Exercise description: In the listing, reproduce the lines beginning with the one containing "Every instance of the outdoor coffee" and continuing through the one containing "<point>255,414</point>", with "coffee table" changed to "patio table" and nothing else altered.

Data supplied:
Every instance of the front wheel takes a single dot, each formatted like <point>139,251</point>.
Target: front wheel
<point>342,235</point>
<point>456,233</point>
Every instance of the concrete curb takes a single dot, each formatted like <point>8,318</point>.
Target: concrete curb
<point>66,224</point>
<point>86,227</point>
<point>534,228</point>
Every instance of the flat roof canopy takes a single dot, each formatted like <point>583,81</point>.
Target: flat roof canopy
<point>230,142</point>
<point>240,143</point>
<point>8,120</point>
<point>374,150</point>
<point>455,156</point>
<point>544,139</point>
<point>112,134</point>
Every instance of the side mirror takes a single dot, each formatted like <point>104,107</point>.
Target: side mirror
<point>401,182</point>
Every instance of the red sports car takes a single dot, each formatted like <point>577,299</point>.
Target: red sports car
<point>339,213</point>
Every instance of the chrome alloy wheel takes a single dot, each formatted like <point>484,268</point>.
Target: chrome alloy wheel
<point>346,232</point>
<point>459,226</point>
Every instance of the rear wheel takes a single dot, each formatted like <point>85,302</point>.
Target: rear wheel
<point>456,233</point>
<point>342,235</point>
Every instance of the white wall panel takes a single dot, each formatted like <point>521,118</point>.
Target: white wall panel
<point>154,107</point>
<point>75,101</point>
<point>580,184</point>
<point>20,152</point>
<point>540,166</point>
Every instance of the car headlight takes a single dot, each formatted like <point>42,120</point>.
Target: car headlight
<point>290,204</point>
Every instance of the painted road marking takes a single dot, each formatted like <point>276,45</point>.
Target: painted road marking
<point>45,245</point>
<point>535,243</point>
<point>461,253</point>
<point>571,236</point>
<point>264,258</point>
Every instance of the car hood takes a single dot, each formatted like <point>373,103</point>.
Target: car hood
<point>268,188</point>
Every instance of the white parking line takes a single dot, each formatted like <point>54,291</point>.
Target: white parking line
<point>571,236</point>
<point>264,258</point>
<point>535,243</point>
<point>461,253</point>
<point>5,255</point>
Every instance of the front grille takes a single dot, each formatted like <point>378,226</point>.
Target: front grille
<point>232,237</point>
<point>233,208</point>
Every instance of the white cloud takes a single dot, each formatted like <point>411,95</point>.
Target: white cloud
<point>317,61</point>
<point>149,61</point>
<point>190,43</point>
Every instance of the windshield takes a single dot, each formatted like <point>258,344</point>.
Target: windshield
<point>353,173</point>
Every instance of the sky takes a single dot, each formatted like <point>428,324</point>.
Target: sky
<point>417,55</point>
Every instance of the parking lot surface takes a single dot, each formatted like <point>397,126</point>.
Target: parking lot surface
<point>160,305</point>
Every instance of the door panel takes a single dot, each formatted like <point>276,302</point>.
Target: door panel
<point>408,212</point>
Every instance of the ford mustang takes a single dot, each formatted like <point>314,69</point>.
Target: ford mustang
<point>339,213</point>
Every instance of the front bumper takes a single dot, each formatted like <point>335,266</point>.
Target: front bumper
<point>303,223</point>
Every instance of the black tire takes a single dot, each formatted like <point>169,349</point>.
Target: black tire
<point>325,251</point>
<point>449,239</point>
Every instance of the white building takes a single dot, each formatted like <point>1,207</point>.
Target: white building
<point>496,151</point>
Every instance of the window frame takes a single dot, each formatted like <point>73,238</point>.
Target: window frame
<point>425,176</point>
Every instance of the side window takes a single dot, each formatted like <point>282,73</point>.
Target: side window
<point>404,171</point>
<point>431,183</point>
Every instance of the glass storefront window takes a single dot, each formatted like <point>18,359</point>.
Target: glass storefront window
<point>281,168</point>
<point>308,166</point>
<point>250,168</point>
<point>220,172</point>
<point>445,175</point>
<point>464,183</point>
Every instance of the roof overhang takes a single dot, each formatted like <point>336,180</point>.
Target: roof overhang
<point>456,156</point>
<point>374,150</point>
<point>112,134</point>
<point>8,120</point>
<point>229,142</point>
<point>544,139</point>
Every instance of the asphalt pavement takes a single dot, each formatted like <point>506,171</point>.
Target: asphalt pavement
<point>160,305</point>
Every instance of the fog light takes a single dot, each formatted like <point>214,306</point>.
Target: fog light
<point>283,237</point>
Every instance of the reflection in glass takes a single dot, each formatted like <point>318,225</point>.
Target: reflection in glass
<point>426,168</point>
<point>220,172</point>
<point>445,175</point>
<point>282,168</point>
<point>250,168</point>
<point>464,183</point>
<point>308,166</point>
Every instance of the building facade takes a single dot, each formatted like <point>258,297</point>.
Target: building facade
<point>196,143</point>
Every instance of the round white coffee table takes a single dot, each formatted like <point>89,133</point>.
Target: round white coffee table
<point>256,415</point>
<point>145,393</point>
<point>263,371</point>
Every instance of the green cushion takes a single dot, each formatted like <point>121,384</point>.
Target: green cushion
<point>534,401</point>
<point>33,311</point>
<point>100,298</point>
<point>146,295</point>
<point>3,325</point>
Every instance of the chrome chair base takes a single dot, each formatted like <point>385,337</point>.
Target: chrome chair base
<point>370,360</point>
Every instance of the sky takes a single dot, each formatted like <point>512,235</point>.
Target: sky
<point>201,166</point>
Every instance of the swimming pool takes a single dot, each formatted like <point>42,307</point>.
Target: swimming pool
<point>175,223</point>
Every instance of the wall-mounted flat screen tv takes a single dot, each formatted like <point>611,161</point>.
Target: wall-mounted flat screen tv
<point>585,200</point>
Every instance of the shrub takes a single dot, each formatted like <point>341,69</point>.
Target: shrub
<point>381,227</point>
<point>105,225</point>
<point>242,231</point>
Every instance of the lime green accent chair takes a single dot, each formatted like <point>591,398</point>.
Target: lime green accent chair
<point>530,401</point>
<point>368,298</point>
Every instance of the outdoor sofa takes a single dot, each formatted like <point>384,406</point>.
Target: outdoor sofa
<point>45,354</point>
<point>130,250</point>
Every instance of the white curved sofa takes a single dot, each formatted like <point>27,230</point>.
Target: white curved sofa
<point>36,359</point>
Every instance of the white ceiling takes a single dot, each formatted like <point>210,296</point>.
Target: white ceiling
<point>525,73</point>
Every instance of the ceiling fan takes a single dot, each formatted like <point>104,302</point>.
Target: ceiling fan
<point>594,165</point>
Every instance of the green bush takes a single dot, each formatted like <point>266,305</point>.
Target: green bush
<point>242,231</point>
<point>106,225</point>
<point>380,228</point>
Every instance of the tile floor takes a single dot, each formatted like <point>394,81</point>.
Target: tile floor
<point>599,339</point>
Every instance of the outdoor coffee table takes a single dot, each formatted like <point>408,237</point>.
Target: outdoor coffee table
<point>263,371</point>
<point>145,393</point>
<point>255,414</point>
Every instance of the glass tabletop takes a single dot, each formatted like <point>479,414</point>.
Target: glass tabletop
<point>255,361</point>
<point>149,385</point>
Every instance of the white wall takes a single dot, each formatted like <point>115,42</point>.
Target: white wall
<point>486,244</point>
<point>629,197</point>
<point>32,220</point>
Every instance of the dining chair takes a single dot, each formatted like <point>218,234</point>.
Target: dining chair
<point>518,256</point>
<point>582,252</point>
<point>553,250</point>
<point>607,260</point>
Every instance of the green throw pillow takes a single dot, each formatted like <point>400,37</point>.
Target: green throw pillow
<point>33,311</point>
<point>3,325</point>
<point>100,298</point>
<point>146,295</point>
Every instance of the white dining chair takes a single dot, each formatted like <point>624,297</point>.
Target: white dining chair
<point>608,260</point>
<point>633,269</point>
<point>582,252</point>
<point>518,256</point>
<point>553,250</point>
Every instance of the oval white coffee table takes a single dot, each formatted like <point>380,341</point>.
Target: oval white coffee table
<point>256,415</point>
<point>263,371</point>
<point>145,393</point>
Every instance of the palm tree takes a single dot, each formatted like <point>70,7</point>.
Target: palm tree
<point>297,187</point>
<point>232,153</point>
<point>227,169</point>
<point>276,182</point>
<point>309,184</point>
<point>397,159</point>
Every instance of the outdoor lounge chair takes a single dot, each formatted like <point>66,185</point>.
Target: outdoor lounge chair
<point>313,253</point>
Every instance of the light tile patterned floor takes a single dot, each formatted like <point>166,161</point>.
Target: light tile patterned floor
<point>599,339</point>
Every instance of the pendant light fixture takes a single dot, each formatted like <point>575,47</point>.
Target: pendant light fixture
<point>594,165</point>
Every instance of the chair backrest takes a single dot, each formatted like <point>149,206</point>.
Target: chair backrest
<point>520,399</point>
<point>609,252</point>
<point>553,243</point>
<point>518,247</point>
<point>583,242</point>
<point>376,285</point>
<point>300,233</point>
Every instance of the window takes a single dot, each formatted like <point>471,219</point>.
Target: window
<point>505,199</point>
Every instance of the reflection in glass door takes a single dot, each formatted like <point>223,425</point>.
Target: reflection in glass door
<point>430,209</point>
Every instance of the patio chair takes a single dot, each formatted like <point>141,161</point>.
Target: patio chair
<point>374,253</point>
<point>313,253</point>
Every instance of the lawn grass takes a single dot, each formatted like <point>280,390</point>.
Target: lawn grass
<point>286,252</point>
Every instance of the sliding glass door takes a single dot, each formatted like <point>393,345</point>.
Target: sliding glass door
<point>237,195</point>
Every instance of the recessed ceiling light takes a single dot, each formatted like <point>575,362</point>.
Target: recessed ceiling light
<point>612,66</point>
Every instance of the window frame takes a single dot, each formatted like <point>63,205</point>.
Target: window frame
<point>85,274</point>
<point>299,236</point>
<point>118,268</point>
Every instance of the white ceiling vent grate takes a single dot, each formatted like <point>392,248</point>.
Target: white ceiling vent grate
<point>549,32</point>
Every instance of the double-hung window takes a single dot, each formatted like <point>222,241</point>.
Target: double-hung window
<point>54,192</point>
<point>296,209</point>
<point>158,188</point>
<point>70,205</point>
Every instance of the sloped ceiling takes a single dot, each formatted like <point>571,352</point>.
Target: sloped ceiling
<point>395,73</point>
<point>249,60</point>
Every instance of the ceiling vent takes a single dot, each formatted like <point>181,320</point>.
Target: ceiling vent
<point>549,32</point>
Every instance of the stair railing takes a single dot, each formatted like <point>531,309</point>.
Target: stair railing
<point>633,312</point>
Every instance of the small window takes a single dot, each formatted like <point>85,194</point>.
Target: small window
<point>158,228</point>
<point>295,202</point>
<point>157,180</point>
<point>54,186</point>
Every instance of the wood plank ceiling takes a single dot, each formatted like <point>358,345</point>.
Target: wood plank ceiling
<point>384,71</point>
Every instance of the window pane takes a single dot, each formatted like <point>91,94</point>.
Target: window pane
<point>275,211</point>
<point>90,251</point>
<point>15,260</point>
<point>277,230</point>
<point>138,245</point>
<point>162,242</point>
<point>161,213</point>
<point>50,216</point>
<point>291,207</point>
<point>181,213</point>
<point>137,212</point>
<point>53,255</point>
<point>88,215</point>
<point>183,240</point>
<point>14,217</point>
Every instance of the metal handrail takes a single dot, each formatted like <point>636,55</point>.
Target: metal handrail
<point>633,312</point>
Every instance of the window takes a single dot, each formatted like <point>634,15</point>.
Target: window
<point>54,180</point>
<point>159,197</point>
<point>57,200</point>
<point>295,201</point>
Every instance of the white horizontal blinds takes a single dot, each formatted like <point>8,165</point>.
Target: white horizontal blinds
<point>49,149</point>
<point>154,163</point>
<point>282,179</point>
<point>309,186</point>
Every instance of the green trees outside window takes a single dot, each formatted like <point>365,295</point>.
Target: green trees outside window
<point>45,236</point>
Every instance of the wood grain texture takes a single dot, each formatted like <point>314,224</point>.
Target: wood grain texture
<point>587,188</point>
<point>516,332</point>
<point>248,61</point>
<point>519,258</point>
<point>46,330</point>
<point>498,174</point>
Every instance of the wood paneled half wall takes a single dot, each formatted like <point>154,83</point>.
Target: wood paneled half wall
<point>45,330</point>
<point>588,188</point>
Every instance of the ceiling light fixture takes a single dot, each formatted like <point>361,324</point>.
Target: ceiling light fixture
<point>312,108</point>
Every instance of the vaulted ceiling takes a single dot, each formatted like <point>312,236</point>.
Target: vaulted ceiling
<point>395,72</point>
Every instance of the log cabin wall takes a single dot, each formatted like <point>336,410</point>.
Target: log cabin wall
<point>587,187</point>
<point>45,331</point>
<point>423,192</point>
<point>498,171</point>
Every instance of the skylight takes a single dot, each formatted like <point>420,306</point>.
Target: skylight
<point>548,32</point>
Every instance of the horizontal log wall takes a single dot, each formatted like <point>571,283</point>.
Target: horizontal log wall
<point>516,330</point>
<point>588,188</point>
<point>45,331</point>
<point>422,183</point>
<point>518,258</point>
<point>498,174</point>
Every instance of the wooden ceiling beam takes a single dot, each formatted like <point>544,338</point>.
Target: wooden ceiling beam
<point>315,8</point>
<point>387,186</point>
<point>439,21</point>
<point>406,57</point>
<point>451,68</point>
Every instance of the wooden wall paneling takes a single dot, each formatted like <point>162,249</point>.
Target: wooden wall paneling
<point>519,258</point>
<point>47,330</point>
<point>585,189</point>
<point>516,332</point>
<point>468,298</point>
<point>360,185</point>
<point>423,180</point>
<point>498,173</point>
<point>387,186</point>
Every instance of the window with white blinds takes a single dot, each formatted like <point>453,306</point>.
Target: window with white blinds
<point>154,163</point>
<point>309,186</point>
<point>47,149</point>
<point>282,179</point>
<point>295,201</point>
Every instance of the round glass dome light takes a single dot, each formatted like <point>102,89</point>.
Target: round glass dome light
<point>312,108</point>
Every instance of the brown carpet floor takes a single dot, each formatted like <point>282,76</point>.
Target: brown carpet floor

Solution for this task:
Every instance of the outdoor patio table takes a single dot, each formatted like <point>408,237</point>.
Target: outdoor patio table
<point>263,371</point>
<point>145,393</point>
<point>255,414</point>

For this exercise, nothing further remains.